━━━━━ Quoted passage ━━━━━

This whole process is reflected in the most diverse ways on the different individuals who statistically belong to the class. To be more specific, we would not be surprised to find side by side in a given situation the revolutionary and conscious worker, the worker who is still a total victim of the conservative political influences and who perhaps even marches in the ranks of the enemy, the worker who follows the opportunist currents of the movement, etc.

And we would have no conclusions to automatically draw from a vote among the working class, that would indicate how the members of the class are numerically distributed on these various positions – assuming that such a vote was actually possible.

* * *

It is only too well established that the class party, both before and after the conquest of power, is susceptible of degeneration in its function as a revolutionary instrument. It is necessary to search both for the causes of this serious phenomenon of social pathology and for the means to fight it. However it only follows from what has been said above that the method of voting cannot guarantee in any way the correctness of the Party’s orientation and directives, regardless of whether this voting is done by militants of the party or by a much wider circle encompassing the workers who belong to the unions, the factory organizations or even the representative organs of a political nature, such as the soviets or workers councils.

The history of the working class movement shows concretely that such a method has never led to any good and has never prevented the disastrous victories of opportunism. In all the conflicts between tendencies within the traditional socialist parties before World War I, the right‑wing revisionists always argued against the radical Marxists of the left that they (the right wing) were much more closely tied to the wide strata of the working class than the narrow circles of the leadership of the political party.

The opportunist currents had their main support in the parliamentary leaders of the party who disobeyed the party’s political directives and demanded a free hand to collaborate with the bourgeois parties. They did so under the pretext that they had been elected by the mass of proletarian voters who far outnumbered the proletarians who belonged to the party and elected the party’s political leadership. The union leaders who belonged to the party practised the same collaboration on the union level as the parliamentary leaders did on the political level. They refused the discipline of the class party, using the justification that they represented all the unionized workers who greatly outnumbered the party’s militants. In their haste to ally with capitalism (something which culminated in their support for the first imperialist war) neither the parliamentary possibilists nor the union bonzes hesitated, in the name of the workerism and labourism they proudly flaunted, to deride those group who brought forwards the true class politics within the party and to brand these groups as intellectuals and sometimes even as non‑proletarians.

The history of Sorelian syndicalism also shows that the method of direct representation of the rank and file worker does not have leftist results and does not lead to the preservation of a truly revolutionary orientation. At a certain period this school of anarcho-syndicalism had seemed to some to be a true alternative to the degeneration of the social-democratic party which had taken the road of renouncing direct action and class violence. The Marxist groups which later converged in the Leninist reconstruction of the Third International rightly criticized and condemned this seemingly radical orientation. They denounced it for abandoning the only unifying class method which could surmount the narrowness of the individual trade and of the everyday conflicts limited to economic demands. Even if physically violent means of struggle were used, this orientation led to the denial of the position of revolutionary Marxism, because for Marxism every class struggle is a political struggle and the indispensable instrument of this struggle is the party.

The justness of this theoretical polemic was confirmed by the fact that even revolutionary syndicalism sank in the crisis of the war and passed into the ranks of social patriotism in the various countries.

As concerns the lesson we can draw from party action immediately after the revolutionary victory, the major episodes of the Russian Revolution are those able to shed the greatest light on the issue we’re dealing with.

━━━━━ Entries provided ━━━━━

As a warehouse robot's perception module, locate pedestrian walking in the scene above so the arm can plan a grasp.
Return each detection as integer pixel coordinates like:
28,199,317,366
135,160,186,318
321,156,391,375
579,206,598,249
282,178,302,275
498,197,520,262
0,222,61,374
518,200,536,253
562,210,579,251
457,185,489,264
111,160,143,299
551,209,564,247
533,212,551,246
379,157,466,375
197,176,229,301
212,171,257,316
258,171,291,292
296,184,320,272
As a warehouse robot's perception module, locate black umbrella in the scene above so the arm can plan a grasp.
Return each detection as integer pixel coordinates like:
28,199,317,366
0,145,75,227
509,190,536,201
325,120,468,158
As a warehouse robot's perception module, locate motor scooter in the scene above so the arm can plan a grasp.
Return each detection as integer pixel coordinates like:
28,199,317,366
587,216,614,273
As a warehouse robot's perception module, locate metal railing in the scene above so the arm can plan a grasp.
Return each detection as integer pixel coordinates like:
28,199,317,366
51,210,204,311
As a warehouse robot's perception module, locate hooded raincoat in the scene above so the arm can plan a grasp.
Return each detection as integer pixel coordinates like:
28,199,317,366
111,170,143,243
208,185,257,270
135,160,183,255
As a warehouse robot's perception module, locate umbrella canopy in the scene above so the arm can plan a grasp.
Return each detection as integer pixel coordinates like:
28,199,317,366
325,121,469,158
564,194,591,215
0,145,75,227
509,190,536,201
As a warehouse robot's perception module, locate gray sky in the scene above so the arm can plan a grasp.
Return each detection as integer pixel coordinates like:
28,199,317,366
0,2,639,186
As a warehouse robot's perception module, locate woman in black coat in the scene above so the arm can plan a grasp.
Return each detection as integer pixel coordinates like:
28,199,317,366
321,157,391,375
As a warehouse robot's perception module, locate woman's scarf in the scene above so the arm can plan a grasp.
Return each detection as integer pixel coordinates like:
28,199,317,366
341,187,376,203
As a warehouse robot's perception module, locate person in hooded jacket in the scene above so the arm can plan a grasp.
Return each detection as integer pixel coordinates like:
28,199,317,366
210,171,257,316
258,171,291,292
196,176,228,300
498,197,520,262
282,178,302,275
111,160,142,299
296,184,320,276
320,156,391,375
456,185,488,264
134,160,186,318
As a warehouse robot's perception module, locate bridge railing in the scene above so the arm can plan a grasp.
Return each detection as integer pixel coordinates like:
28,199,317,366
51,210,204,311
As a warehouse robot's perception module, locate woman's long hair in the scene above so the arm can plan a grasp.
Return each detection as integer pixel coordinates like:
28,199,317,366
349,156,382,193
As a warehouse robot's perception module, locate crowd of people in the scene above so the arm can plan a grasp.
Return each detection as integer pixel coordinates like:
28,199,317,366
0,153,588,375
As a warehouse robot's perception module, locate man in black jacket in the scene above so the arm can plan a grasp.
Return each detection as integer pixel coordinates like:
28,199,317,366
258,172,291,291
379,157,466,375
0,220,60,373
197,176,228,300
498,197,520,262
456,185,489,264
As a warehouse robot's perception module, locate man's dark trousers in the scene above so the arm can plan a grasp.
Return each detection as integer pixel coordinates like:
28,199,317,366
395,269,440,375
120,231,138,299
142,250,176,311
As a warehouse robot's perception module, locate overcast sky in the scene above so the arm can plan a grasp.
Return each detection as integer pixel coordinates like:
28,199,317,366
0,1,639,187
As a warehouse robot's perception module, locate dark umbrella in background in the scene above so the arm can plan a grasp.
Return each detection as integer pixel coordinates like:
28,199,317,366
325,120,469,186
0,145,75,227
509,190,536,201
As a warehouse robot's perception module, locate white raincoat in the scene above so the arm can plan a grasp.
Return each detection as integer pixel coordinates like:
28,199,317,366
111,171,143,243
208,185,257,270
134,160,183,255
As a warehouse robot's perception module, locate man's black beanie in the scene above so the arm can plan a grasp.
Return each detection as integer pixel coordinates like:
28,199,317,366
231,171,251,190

━━━━━

**Your task**
In the passage on the class party and voting, what happened to revolutionary syndicalism in the crisis of the war?

**Result for this task**
It sank in the crisis of the war and passed into the ranks of social patriotism in the various countries.